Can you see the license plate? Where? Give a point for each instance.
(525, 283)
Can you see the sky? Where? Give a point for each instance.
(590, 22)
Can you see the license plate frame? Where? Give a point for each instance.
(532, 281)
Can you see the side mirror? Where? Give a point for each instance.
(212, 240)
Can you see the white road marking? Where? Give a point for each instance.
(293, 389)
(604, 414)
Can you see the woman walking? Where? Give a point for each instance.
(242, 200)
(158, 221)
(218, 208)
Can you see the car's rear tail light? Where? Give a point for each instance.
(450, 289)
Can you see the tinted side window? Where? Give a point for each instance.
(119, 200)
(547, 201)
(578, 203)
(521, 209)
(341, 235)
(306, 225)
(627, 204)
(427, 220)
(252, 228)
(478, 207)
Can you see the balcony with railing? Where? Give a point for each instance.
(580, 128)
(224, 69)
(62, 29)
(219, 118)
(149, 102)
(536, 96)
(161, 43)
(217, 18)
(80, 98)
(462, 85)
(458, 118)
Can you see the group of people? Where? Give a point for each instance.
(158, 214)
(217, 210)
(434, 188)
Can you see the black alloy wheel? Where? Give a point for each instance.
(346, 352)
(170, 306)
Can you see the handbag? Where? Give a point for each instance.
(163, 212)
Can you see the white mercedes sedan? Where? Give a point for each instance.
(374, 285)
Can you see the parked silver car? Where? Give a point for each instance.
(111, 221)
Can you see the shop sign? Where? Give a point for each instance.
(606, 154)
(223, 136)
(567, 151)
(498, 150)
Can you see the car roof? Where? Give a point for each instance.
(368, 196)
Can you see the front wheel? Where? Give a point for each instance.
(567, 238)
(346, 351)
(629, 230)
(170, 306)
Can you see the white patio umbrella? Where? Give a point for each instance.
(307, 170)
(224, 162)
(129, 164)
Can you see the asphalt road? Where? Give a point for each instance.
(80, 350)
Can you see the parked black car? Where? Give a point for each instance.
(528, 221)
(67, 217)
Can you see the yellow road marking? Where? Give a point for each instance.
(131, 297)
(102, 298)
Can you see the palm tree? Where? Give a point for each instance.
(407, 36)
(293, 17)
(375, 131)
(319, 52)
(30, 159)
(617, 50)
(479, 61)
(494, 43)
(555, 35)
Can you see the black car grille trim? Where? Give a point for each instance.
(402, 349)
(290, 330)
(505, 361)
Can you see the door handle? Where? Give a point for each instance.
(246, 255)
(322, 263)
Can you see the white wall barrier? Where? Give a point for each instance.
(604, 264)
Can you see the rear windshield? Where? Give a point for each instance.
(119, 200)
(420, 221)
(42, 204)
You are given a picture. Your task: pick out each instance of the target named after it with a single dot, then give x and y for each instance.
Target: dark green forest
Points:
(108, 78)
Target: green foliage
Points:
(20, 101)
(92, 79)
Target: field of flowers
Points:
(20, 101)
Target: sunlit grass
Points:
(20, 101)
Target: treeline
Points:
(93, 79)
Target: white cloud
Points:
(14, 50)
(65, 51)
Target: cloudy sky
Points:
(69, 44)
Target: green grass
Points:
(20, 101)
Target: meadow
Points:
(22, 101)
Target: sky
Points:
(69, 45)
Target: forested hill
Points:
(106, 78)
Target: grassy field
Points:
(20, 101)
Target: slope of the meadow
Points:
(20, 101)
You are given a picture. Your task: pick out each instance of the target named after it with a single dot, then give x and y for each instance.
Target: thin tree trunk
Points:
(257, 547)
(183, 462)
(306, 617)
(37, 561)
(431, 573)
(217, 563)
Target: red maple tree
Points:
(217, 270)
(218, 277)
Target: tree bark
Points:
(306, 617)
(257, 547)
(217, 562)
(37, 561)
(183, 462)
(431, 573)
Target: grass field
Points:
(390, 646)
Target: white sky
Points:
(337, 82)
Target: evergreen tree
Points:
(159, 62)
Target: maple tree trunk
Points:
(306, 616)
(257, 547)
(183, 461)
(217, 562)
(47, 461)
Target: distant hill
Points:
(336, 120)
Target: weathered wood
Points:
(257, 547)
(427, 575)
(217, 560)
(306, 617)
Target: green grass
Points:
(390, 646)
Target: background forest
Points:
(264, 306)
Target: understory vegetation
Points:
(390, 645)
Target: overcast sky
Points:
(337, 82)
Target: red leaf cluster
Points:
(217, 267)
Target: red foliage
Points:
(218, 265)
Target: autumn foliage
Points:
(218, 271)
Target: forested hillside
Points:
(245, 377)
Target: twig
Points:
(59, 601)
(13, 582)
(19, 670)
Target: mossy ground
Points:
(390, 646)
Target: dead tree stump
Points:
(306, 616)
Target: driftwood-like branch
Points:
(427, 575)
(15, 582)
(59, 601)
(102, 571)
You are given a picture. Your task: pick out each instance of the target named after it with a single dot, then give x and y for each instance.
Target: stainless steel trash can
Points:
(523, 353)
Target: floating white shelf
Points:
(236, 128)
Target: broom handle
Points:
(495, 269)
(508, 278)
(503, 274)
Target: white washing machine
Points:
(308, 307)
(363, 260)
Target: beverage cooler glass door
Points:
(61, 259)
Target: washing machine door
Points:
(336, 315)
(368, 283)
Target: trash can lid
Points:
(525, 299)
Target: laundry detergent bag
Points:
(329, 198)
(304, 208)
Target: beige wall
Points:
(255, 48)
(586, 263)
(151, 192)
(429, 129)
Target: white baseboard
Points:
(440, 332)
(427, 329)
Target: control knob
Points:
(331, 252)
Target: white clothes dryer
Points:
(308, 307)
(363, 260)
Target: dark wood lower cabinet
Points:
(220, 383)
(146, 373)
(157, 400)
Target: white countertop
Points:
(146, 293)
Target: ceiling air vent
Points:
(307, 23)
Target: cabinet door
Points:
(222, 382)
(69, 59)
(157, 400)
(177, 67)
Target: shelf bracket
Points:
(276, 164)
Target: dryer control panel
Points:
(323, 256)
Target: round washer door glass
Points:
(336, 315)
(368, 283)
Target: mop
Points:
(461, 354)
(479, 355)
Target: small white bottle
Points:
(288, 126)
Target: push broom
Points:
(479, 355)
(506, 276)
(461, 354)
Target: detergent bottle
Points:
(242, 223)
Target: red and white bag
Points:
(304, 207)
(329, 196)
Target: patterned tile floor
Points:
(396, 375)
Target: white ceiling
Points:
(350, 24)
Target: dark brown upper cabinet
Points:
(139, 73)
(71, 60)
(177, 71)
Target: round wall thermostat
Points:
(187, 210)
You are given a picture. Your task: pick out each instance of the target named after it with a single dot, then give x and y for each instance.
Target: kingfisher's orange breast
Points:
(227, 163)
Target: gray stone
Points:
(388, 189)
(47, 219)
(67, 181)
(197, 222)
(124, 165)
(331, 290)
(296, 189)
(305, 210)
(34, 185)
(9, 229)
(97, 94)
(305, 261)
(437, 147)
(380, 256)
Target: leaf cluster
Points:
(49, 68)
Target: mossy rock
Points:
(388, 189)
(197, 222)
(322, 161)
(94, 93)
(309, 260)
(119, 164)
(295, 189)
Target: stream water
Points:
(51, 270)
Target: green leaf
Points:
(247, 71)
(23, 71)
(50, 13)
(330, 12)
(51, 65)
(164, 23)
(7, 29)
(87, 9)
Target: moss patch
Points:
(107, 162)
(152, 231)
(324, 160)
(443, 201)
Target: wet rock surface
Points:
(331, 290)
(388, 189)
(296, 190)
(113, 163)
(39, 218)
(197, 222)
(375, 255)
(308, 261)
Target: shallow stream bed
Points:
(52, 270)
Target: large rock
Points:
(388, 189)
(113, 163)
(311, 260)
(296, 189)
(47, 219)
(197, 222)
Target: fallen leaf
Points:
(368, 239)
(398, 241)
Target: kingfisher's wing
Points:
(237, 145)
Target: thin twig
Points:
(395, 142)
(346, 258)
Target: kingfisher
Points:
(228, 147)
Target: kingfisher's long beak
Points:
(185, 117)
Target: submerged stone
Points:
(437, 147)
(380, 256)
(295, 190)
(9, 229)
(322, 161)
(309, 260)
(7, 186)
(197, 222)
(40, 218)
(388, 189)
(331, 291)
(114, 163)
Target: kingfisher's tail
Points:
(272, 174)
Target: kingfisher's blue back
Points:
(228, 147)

▸ **The task**
Copy out, in full, each line above that has the word "detergent" in it.

▸ **Answer to this exercise**
Target: laundry detergent bag
Target: detergent bottle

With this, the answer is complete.